___ RECORD EXTRACTS ___
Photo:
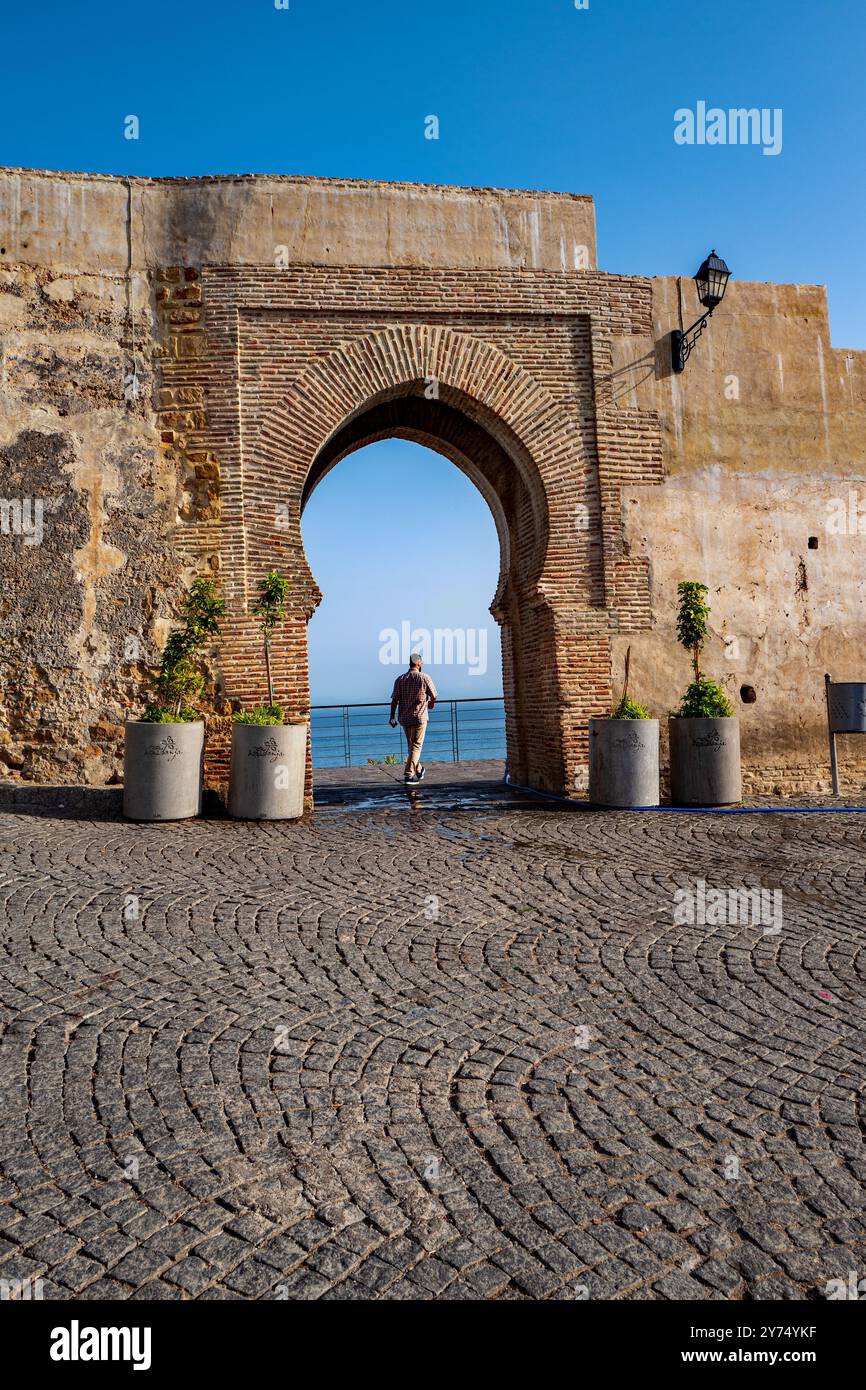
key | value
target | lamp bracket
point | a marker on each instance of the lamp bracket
(683, 344)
___
WHAT TO PRODUCE: Please write out every line of the records again, requests included, adding 113 to each coordinate in the answers. Leave the pictures out.

RIGHT ANSWER:
Photo:
key | value
target | lamp bracket
point | a marker on each instance of the lamp bracket
(796, 457)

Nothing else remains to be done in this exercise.